§ **EXCERPTED DATA**

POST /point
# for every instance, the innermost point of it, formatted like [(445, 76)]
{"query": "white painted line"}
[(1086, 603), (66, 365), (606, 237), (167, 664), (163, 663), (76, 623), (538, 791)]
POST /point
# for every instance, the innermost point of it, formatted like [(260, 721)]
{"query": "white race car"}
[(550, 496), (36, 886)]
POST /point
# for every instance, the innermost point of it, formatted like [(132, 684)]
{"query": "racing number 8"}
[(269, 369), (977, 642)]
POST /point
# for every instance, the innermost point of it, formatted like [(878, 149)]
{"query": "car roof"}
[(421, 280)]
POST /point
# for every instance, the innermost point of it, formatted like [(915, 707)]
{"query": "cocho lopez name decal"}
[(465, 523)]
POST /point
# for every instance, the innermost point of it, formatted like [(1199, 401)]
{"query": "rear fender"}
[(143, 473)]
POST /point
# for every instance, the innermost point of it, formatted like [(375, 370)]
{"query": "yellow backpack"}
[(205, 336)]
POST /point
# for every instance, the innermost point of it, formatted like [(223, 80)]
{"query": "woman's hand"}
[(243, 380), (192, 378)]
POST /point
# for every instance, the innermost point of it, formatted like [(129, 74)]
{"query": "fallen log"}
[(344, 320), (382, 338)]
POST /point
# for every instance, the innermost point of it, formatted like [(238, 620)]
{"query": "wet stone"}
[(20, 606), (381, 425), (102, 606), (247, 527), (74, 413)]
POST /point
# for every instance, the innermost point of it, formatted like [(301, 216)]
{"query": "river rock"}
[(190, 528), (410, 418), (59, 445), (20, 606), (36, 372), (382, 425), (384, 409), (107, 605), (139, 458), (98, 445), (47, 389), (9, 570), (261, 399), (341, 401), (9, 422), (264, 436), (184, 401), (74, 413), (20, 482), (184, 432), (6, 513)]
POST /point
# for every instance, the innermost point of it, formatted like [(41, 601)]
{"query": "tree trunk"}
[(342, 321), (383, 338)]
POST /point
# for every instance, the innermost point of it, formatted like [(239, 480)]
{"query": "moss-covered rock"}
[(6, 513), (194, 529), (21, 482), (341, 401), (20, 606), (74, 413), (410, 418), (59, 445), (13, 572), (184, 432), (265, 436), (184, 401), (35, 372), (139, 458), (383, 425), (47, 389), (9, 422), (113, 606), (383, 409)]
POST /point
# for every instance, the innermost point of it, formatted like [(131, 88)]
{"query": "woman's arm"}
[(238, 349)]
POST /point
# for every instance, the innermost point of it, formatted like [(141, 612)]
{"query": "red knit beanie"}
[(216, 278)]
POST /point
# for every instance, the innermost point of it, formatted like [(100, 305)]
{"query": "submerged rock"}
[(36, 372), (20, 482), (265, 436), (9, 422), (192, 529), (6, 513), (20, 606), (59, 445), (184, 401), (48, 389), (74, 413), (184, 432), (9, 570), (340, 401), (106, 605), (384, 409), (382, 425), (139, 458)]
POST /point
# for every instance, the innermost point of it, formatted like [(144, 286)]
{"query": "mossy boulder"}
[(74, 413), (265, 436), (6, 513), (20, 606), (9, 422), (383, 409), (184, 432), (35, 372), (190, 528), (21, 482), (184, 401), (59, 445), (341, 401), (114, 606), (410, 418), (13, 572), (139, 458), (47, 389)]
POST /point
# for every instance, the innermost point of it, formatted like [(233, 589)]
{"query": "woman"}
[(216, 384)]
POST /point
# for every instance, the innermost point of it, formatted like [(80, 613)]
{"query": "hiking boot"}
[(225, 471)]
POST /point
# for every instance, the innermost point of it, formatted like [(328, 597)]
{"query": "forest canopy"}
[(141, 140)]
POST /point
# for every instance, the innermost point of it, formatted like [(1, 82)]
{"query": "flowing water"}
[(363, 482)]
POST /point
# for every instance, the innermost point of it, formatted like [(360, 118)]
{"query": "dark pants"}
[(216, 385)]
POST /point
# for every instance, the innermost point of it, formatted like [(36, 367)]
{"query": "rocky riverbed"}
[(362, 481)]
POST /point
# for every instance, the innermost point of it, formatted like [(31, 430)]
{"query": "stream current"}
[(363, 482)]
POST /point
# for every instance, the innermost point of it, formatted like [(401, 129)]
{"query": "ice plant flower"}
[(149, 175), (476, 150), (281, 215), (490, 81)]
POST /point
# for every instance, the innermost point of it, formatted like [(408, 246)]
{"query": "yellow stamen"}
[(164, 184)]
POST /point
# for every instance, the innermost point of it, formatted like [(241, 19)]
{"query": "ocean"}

§ **GIVEN INSTRUCTION**
Reproduce all of the records above verbatim, line for line, without adding, omitting, or altering anything.

§ **ANSWER TO THE EXERCISE**
POST /point
# for every instance, the innermost point of it, formatted like [(445, 76)]
{"query": "white painted line"}
[(1086, 603), (66, 365), (606, 237), (167, 664), (163, 663), (76, 623), (538, 791)]
POST /point
# for every instance, the innermost point of it, formatted like [(260, 721)]
{"query": "white race car"}
[(550, 496), (36, 886)]
POST /point
# for every instance, the innermost point of it, formatted like [(132, 684)]
{"query": "racing number 8"}
[(269, 369), (977, 642)]
POST /point
# for every instance, the innermost point of it, formatted like [(878, 149)]
{"query": "car roof"}
[(421, 280)]
POST /point
# for every instance, the innermost point of it, formatted like [(915, 707)]
{"query": "cocho lopez name decal"}
[(465, 523)]
POST /point
# for every instance, the innermost point of it, formatted like [(1199, 401)]
{"query": "rear fender"}
[(143, 473)]
POST /point
# for every instance, the innermost point of it, formatted like [(375, 370)]
{"query": "yellow backpack"}
[(205, 336)]
POST /point
# for every instance, the innermost point of it, formatted like [(223, 80)]
{"query": "woman's hand"}
[(243, 380), (192, 378)]
POST /point
# for every instance, the innermost point of it, formatted like [(129, 74)]
{"query": "fallen log"}
[(344, 320), (382, 338)]
POST /point
# for every instance, the innermost point of it, formatted like [(238, 620)]
{"query": "wet stone"}
[(20, 606), (381, 425), (102, 606), (247, 527), (74, 413)]
POST /point
# for every instance, the innermost point of it, formatted like [(301, 216)]
{"query": "river rock"}
[(190, 528), (410, 418), (59, 445), (20, 606), (36, 372), (382, 425), (384, 409), (107, 605), (139, 458), (98, 445), (47, 389), (9, 570), (261, 399), (341, 401), (9, 422), (264, 436), (184, 401), (74, 413), (20, 482), (184, 432), (6, 513)]
POST /point
# for every instance, the innermost point of it, formatted like [(41, 601)]
{"query": "tree trunk"}
[(342, 321), (383, 338)]
POST /point
# for every instance, the innermost point of it, formatted like [(239, 480)]
{"query": "moss-covered rock"}
[(6, 513), (194, 529), (21, 482), (341, 401), (20, 606), (74, 413), (410, 418), (59, 445), (13, 572), (184, 432), (265, 436), (184, 401), (35, 372), (139, 458), (383, 425), (47, 389), (9, 422), (113, 606), (383, 409)]
POST /point
# for every instance, the innermost point of it, formatted like [(131, 88)]
{"query": "woman's arm"}
[(238, 349)]
POST /point
# for every instance, the innermost point of it, formatted like [(141, 612)]
{"query": "red knit beanie"}
[(216, 278)]
POST /point
# for every instance, the innermost point of it, formatted like [(100, 305)]
{"query": "submerged rock"}
[(36, 372), (20, 482), (265, 436), (9, 422), (192, 529), (6, 513), (20, 606), (59, 445), (184, 401), (48, 389), (74, 413), (184, 432), (9, 570), (340, 401), (106, 605), (384, 409), (382, 425), (139, 458)]
POST /point
# for every instance, the innermost point of it, formatted like [(144, 286)]
{"query": "mossy boulder"}
[(74, 413), (265, 436), (6, 513), (20, 606), (9, 422), (383, 409), (184, 432), (35, 372), (190, 528), (21, 482), (184, 401), (59, 445), (341, 401), (114, 606), (410, 418), (13, 572), (139, 458), (47, 389)]
POST /point
# for every instance, the innermost point of it, formatted like [(233, 589)]
{"query": "woman"}
[(216, 384)]
POST /point
# for every instance, the innermost point of it, formatted like [(80, 613)]
{"query": "hiking boot"}
[(225, 471)]
POST /point
# for every instance, the innermost point of it, formatted like [(328, 597)]
{"query": "forest canopy"}
[(141, 140)]
POST /point
# for every instance, the innermost point of it, formatted like [(1, 82)]
{"query": "flowing water"}
[(363, 482)]
POST /point
# for every instance, the innermost point of it, formatted like [(360, 118)]
{"query": "dark pants"}
[(216, 385)]
POST /point
# for every instance, the innermost point of it, formatted like [(36, 367)]
{"query": "rocky riverbed"}
[(362, 481)]
POST /point
# for every instance, the innermost point of it, formatted like [(31, 430)]
{"query": "stream current"}
[(363, 482)]
POST /point
# for every instance, the innermost point of it, formatted like [(401, 129)]
{"query": "ice plant flower"}
[(149, 175), (476, 150), (281, 215), (490, 81)]
POST /point
# for every instance, the innermost point of it, formatted like [(408, 246)]
{"query": "yellow stamen"}
[(164, 184)]
POST /point
# for every instance, the innermost point of it, formatted like [(241, 19)]
{"query": "ocean"}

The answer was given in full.